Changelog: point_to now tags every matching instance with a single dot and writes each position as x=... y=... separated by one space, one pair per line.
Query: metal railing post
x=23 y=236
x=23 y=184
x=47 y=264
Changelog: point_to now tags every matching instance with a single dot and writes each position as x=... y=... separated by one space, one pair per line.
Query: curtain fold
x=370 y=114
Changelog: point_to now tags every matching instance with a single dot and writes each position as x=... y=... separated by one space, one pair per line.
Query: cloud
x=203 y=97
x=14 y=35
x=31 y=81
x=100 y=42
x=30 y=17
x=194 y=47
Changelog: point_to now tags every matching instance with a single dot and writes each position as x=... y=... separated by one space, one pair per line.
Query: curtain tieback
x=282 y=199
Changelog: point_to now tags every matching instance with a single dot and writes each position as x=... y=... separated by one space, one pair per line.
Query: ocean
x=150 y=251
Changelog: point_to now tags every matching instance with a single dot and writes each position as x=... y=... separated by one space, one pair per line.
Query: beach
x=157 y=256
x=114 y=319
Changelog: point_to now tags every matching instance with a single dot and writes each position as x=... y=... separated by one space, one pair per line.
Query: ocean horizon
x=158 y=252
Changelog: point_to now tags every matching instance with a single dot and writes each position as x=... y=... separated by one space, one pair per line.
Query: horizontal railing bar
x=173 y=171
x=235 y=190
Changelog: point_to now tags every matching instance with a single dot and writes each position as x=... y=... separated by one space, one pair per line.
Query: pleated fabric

# # # # # # #

- _WHAT TO PRODUCE_:
Pick out every line of the material that contains the word "railing" and copy each one. Case matters.

- _WRITTEN ANSWER_:
Query: metal railing post
Query: horizontal railing bar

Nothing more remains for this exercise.